◆ Work required:
Add 32 to every bounding-box coordinate in the answers, and reproduce all the lines of the records below that run from their start through the line containing "0,133 -> 230,186", both ends included. Keep the requests along with the answers.

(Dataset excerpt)
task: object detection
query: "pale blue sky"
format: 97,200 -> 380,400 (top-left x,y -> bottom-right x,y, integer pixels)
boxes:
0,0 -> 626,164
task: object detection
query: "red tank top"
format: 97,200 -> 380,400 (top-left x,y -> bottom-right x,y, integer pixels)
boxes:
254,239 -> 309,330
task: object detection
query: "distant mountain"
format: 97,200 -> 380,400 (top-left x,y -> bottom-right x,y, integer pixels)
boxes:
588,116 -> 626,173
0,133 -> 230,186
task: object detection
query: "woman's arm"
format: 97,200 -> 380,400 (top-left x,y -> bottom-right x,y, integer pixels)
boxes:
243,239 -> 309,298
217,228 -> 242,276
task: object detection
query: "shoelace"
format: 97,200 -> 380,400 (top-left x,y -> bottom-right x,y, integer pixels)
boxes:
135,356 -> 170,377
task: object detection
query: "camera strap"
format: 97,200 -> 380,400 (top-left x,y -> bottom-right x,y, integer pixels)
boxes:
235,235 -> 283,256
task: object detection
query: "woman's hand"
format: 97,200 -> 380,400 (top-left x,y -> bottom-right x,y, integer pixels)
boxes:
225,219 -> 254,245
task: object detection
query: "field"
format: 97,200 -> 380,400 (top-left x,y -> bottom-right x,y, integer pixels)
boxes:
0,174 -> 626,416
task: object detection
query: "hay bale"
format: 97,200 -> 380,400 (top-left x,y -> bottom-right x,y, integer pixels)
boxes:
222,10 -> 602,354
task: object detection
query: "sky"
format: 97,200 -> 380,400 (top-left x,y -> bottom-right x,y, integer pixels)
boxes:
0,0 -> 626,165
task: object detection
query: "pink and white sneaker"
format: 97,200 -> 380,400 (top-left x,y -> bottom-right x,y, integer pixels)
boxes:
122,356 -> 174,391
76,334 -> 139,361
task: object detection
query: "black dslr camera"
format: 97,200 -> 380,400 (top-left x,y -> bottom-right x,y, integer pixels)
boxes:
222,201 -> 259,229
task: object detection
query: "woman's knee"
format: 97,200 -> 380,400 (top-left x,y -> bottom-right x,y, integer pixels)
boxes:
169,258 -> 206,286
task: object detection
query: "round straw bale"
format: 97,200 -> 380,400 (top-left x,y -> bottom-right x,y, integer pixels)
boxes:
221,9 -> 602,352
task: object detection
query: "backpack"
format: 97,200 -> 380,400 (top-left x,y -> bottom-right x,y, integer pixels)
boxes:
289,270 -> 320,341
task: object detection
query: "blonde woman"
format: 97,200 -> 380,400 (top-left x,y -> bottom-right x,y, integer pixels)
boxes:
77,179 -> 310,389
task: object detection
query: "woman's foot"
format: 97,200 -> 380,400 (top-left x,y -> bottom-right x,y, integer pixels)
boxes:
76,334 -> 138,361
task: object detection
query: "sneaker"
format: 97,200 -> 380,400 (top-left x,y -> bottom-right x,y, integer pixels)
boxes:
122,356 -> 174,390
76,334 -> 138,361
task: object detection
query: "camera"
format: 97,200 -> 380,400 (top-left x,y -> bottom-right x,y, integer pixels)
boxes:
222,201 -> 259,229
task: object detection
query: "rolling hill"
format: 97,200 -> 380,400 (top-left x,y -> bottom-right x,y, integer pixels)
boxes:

◆ Exercise result:
task: object detection
query: "pale blue sky"
format: 97,200 -> 380,400 (top-left x,y -> bottom-right x,y, integer pixels)
boxes:
32,32 -> 658,196
task: object detection
query: "red tank top"
format: 97,200 -> 380,400 (top-left x,y -> bottom-right x,y, integer pixels)
boxes:
286,271 -> 341,362
task: object detection
query: "distant mountain"
format: 97,200 -> 380,400 (top-left x,y -> bottom-right x,y, integer pixels)
boxes:
620,148 -> 658,205
32,165 -> 262,218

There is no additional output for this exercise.